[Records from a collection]

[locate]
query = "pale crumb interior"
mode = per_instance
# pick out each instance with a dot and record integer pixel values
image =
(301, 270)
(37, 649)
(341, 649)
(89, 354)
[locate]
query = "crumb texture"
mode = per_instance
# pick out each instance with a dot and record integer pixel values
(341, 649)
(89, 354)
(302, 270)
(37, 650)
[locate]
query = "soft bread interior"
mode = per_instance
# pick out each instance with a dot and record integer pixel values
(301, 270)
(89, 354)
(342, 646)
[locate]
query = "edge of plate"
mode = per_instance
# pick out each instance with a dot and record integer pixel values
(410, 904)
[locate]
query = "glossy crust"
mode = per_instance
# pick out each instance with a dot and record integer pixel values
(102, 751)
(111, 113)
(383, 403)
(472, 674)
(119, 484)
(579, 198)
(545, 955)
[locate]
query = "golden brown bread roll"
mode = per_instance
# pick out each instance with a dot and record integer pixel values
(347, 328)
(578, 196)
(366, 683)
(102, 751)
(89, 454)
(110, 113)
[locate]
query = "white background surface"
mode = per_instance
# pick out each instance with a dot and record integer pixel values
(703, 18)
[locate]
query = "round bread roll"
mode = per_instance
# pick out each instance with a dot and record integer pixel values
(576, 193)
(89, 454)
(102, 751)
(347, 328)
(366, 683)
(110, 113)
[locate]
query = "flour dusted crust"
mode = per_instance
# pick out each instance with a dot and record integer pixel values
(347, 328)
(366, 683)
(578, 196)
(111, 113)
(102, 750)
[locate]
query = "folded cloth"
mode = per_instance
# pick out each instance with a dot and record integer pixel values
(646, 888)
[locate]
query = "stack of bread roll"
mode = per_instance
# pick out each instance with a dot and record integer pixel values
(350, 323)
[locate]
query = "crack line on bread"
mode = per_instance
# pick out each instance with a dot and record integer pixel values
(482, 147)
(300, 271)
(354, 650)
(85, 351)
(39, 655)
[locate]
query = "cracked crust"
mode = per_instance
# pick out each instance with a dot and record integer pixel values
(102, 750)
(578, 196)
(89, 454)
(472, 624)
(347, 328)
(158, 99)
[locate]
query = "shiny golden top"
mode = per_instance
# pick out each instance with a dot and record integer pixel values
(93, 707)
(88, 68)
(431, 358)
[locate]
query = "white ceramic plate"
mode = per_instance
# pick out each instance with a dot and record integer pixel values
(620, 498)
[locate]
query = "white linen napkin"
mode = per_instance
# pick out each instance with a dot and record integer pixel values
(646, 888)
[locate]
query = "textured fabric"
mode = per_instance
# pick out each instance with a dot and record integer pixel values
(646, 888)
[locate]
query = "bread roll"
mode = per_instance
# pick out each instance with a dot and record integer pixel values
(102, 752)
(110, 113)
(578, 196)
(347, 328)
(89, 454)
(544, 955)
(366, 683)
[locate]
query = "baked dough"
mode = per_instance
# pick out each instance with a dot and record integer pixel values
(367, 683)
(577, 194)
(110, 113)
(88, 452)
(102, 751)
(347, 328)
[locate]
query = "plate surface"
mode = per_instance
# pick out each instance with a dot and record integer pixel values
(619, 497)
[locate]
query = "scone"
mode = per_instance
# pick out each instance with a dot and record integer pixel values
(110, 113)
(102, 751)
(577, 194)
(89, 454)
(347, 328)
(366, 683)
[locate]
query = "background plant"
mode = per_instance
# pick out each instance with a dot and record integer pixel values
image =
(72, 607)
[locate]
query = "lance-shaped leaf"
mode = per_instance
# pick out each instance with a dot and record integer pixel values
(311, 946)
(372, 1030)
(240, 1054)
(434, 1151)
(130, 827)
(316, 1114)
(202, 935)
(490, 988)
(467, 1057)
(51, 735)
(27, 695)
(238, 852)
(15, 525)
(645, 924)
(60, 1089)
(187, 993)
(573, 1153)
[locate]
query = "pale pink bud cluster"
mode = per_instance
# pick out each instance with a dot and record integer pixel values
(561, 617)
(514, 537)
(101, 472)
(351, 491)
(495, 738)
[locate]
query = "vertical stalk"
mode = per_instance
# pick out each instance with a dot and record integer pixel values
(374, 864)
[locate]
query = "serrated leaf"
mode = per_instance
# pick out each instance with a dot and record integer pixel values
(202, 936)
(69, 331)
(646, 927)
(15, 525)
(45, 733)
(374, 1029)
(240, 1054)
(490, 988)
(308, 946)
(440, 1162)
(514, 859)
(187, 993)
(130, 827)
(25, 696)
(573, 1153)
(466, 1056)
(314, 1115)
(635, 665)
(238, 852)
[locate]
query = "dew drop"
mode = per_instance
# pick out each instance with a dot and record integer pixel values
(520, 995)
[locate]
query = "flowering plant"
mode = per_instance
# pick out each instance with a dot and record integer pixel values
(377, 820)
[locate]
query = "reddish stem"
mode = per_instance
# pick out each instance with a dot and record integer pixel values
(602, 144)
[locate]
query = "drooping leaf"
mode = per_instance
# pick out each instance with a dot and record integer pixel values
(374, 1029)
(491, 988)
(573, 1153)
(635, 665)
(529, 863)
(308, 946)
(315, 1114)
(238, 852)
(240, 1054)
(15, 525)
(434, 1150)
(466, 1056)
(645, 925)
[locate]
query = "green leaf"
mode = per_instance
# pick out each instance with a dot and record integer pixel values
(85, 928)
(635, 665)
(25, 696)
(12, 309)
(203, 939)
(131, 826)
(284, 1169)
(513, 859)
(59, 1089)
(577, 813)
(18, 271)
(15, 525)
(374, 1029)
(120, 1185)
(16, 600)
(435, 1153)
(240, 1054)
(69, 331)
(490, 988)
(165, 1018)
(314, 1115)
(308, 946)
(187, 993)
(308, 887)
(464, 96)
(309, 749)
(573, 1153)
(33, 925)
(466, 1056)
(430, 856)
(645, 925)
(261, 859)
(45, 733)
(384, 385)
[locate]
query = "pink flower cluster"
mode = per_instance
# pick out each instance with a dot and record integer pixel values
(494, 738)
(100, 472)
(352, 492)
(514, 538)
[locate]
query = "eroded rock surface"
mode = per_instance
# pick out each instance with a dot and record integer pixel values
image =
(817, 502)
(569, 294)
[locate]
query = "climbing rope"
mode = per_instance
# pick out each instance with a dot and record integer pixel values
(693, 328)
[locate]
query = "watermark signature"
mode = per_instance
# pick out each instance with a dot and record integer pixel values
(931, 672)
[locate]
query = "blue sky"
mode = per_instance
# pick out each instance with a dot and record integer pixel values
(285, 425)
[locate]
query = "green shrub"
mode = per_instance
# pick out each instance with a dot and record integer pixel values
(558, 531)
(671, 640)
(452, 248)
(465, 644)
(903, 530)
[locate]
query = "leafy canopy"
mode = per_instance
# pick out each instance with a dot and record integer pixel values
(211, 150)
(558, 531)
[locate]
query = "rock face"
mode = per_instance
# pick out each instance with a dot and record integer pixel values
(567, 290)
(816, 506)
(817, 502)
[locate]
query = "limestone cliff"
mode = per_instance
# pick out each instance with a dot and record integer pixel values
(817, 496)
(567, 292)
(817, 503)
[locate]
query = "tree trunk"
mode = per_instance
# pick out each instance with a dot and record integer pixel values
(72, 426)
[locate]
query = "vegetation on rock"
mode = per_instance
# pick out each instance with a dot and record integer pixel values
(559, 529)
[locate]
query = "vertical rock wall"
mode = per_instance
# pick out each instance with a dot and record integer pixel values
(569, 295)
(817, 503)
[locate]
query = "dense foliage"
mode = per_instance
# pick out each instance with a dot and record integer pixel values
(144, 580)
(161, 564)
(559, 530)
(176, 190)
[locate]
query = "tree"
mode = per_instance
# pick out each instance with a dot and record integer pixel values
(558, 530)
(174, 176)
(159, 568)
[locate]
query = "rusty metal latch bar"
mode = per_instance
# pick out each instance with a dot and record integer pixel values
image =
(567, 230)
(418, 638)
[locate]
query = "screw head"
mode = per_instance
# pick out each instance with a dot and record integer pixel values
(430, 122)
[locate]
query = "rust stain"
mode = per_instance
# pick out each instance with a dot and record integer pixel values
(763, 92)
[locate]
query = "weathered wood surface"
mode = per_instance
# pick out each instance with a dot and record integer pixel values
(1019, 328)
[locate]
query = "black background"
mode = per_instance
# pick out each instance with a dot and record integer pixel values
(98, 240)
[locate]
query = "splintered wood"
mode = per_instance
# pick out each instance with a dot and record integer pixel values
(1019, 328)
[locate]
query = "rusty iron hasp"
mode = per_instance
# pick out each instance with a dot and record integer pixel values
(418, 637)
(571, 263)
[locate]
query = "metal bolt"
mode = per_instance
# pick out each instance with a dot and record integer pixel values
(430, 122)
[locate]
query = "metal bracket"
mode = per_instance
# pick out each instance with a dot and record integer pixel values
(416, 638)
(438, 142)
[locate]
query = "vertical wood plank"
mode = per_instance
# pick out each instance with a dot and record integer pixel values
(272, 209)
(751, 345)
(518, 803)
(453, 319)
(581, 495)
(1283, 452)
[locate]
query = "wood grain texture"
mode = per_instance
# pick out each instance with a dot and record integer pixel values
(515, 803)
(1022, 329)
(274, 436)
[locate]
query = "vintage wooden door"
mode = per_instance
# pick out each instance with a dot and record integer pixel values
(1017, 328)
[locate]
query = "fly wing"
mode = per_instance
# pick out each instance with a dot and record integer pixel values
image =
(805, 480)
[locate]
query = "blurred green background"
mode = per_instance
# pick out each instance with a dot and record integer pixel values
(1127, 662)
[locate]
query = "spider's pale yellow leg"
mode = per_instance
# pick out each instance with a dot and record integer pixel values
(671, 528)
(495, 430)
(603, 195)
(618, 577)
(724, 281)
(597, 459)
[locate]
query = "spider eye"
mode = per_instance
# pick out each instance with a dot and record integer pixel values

• _The task_
Copy each line above that has the word "spider".

• _Task response_
query = "spider's pale yellow leg"
query = "spider eye"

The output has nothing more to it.